- _TASK_: In the material below, how many lines contain the word "grass"? The reply must be that number alone.

- _DATA EXTRACT_:
——————————

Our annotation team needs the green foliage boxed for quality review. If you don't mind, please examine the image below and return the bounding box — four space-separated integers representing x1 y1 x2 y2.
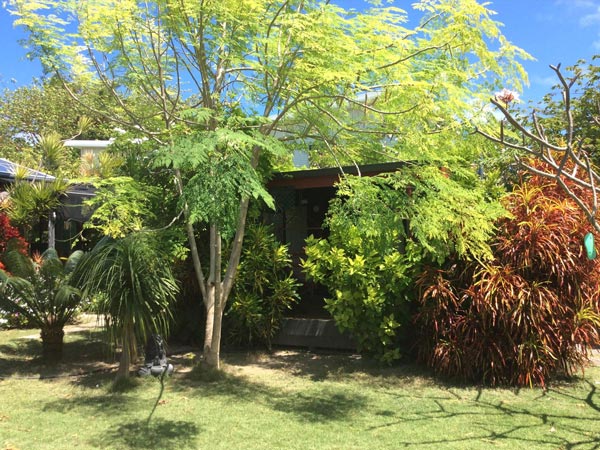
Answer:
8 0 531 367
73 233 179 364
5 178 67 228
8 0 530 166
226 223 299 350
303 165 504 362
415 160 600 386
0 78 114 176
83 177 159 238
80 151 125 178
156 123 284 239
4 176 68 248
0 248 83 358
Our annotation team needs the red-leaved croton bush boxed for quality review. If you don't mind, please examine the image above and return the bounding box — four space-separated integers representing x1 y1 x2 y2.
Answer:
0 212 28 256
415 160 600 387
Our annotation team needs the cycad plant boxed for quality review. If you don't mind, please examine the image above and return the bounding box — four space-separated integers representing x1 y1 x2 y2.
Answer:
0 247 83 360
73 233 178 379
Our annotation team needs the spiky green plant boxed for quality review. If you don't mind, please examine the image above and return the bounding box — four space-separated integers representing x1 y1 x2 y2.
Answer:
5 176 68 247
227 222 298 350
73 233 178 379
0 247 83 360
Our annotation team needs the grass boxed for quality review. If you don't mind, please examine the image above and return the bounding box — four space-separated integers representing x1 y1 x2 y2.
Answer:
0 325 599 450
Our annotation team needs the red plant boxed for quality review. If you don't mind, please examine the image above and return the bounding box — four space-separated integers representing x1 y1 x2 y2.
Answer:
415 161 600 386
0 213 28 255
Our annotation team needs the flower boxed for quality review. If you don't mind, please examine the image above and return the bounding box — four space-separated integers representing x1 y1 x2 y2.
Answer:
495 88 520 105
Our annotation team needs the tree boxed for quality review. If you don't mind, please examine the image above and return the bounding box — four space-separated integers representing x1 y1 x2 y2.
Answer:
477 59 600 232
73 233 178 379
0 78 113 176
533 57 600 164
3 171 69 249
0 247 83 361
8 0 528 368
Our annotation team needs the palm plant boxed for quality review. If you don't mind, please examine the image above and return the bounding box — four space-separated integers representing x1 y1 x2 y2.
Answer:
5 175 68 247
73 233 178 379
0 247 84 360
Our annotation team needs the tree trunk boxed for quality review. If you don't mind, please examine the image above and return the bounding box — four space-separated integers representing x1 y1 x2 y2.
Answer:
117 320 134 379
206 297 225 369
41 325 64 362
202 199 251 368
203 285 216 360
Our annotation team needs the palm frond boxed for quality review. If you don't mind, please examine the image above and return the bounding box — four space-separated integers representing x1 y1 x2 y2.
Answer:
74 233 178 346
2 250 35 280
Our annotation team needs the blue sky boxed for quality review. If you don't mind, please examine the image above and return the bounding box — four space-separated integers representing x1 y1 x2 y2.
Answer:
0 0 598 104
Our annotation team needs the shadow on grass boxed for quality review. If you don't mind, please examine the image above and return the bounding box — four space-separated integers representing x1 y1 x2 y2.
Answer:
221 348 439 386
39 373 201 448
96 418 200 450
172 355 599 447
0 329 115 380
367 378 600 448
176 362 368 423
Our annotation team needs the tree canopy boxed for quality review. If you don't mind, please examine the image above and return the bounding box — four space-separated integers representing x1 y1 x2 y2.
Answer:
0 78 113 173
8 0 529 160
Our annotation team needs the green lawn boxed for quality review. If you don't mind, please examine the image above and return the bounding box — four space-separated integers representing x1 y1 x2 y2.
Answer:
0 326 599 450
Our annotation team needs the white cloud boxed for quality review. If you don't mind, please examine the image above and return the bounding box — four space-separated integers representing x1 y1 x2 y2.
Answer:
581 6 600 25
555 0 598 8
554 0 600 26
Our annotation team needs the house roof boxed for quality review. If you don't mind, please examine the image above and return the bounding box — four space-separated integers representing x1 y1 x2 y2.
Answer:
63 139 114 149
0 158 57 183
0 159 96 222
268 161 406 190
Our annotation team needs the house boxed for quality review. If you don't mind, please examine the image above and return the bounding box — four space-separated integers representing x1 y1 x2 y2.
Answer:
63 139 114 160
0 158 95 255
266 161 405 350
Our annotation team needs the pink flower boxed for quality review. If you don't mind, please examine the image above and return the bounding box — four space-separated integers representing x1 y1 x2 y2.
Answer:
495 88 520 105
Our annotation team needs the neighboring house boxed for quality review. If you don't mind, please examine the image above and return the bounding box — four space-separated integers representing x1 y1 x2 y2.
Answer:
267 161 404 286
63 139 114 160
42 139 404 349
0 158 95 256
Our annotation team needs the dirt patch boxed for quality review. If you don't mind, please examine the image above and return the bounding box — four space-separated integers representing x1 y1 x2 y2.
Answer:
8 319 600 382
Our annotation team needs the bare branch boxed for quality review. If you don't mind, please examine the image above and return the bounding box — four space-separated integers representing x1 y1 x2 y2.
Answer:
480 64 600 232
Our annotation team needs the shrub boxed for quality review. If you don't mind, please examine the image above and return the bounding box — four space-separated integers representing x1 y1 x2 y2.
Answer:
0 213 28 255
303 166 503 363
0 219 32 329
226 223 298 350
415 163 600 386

——————————

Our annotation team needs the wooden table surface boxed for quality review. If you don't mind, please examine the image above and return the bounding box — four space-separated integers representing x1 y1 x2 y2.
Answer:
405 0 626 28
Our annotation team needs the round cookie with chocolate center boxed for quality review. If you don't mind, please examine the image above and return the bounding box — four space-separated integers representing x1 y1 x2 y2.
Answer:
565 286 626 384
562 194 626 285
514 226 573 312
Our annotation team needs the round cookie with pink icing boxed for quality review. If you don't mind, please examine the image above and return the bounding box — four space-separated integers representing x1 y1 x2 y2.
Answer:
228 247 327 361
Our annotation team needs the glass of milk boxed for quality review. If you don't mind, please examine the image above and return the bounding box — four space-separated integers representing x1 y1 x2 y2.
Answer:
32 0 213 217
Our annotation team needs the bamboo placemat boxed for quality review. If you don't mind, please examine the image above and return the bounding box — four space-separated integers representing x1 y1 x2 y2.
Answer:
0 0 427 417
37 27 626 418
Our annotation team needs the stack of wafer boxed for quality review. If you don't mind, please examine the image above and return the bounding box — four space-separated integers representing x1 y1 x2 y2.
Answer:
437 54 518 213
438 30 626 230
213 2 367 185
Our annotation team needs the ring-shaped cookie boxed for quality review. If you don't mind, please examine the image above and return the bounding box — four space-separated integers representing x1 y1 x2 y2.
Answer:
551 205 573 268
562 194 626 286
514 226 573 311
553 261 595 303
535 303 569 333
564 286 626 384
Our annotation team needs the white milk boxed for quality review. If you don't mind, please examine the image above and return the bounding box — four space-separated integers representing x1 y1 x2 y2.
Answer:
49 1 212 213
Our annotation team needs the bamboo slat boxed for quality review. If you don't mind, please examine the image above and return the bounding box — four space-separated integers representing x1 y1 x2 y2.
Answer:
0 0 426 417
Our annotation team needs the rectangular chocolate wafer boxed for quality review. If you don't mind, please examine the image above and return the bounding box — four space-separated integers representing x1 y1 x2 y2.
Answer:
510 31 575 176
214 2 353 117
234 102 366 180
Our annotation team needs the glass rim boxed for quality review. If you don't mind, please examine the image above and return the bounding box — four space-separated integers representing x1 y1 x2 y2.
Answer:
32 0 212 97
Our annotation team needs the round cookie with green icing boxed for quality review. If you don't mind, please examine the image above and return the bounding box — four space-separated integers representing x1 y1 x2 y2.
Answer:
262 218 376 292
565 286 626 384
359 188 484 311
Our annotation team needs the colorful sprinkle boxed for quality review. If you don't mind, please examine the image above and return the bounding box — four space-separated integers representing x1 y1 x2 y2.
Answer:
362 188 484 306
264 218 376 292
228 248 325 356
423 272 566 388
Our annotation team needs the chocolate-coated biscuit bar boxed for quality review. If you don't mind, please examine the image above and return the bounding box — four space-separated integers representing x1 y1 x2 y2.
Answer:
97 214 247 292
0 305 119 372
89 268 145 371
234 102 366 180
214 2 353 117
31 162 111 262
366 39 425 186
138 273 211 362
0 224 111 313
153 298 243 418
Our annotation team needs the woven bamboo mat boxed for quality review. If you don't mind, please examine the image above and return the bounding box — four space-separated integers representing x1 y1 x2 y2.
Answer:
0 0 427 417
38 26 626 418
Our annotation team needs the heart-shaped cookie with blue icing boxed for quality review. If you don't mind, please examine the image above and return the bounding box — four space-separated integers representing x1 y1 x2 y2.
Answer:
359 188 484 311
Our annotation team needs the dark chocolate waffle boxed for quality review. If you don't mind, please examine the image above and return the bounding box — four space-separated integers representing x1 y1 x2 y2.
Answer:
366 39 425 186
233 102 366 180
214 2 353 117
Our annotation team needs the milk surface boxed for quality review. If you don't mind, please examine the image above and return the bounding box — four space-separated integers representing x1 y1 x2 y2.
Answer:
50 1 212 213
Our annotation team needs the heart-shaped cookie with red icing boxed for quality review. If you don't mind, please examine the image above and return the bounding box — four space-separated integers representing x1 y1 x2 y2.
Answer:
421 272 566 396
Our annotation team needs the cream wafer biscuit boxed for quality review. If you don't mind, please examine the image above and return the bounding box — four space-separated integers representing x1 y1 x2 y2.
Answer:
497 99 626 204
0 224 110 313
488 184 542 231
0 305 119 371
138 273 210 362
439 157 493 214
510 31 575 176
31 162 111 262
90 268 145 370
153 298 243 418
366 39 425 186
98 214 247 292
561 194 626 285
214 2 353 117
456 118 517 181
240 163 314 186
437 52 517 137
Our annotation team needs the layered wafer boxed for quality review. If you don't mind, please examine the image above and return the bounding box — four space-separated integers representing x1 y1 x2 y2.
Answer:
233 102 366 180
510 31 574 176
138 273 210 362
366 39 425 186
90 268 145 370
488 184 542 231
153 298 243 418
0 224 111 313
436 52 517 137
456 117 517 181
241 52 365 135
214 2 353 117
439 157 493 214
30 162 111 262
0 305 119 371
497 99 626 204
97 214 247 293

——————————

- _WRITTEN SOLUTION_: 2